#### Source text

The stub shank may be fitted with a head of which the diameter exceeds that of the external thread, resulting in a collar or flange by means of which the clamping stub may rest flush against the support. This feature assures an especially firm and reliable connection. The head moreover may be a cap nut or the like and be fitted at its periphery with flats to be driven by a tool—namely a wrench—so that the clamping stub preferably being handled at its free end can be easily screwed and tightened into the support. Optionally or additionally, the head is fitted at its top side with a transverse slit, with Phillips slits or at least one recess, for instance in the form of a hexagonal blind hole to allow applying a matching screwdriver.

Preferably the stub shank inside space runs as far as into the said head. In this manner the end of the component may be clamped over the greatest length possible. Moreover, without trading weight for mechanical strength, the clamping stub's weight still can be minimized. Alternatively the stub shank inside space may continue through the head at the same or a lesser diameter. In the through-hole so formed and if desired, the upper end of the component to be fixed in place may project upwards through the continuous hole so formed in a manner advantageous for instance for multilevel wire containers.

In another advantageous embodiment mode of the present invention, the stub shank may be fitted with or at least partly constitute a screw nut. This design excluding a stub head, the clamping stub may be sunk until disappearing into a desired depth inside a more substantial support. The thread aperture may be externally terminated for instance by a fake closure, a decorative cap or the like, preferably being flush. Again, and even when the stub shank is fitted with a stub screw or constitutes such at least in part, it is possible to additionally constitute an internal screw connection with the component to be held in place or within this component.

The clamping stub's recess or inside tightening screw preferably uniformly flaring toward the stub shank's free end, its inside width at said free end exceeds the outer dimension of the component which as a result may be easily inserted even if there is little play. Starting at its free end, the stub shank is slitted longitudinally whereby its legs rest on the part to be clamped as if they were resilient tabs. As the clamping stub is screwed into the support until coming to rest surface against surface, the stub shank is being elongated because the thread flanks of the inner and external threads, that is of the clamping stub and the threaded hole, act as oblique planes against each other. Due to the force so generated at the thread flanks, the shank legs deform inward, their terminal inside diameter being reduced, and the recess henceforth runs in smoothly cylindrical manner. As a result the inserted component is gripped by the full length of the clamping stub.

########
#### Stored rows

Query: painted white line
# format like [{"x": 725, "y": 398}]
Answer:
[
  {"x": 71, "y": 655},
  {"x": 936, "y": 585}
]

########

▸ Exercise task 1
Copy out the part of the clamping stub passage that begins at the words "Preferably the stub" and stops after the words "multilevel wire containers.".
▸ Exercise task 2
Give what follows the final sentence of the clamping stub passage, continuing the description from the point where it stops.

▸ Final answer 1
Preferably the stub shank inside space runs as far as into the said head. In this manner the end of the component may be clamped over the greatest length possible. Moreover, without trading weight for mechanical strength, the clamping stub's weight still can be minimized. Alternatively the stub shank inside space may continue through the head at the same or a lesser diameter. In the through-hole so formed and if desired, the upper end of the component to be fixed in place may project upwards through the continuous hole so formed in a manner advantageous for instance for multilevel wire containers.

▸ Final answer 2
This clamping stub action may be attained using any kind of thread and with typical thread tolerances; the external thread need not be oversized relative to the threaded holes. Instead there may even be a thread play for instance of a few tenths of a mm. The designed wedging effect of the thread causes the tightening force and if the external thread is of high pitch, then the ensuing force transmission produces a high wedging effect. Reversely considerable tightening play shall be attained if the external thread is low-pitch. Further parameters are the clamping stub's wall thickness, its elasticity and the number and width of the axial slits separating the stub legs from one another.

As defined by claim 13, which is independent, the present invention moreover relates to a clamping stub fitted with a support, for instance a tubular or a sheet steel support fitted with at least one threaded hole to implement connection to a support by screwing into it a clamping stub of the above kind holding a tubular or bar-shaped component. The direction of the and/or each hole in the support determines the orientation of the and/or each component held in place. Because of the great convenience offered by the present invention, very short assembly times are possible. Advantageously the stub shank length at most is equal to the thickness of the tube or the flat steel support, precluding the free end of the clamping stub from protruding, thereby offering good esthetics and easy cleaning. A the same danger of injury is averted.

In a preferred design of the clamping connection, the tube or the flat steel support is fitted with a number of equidistant threaded holes. This design may be applied especially advantageously in (stair and the like) railings of which the banisters or upper parts are fitted with parallel, downward-running tubular or bar-shaped components. The upper component ends are seated in the clamping stubs which are screwed into the banisters or upper parts. The railing bars or tubes/pipes can be assembled by means of the clamping stubs at an angle, in particular a right angle to the upper part which generally is a banister in the form of a tubular or flat steel support. This support may be borne by the bars, tubes/pipes and the like anchored in a foundation, or also by edge-side posts. Such railings are part of the present invention.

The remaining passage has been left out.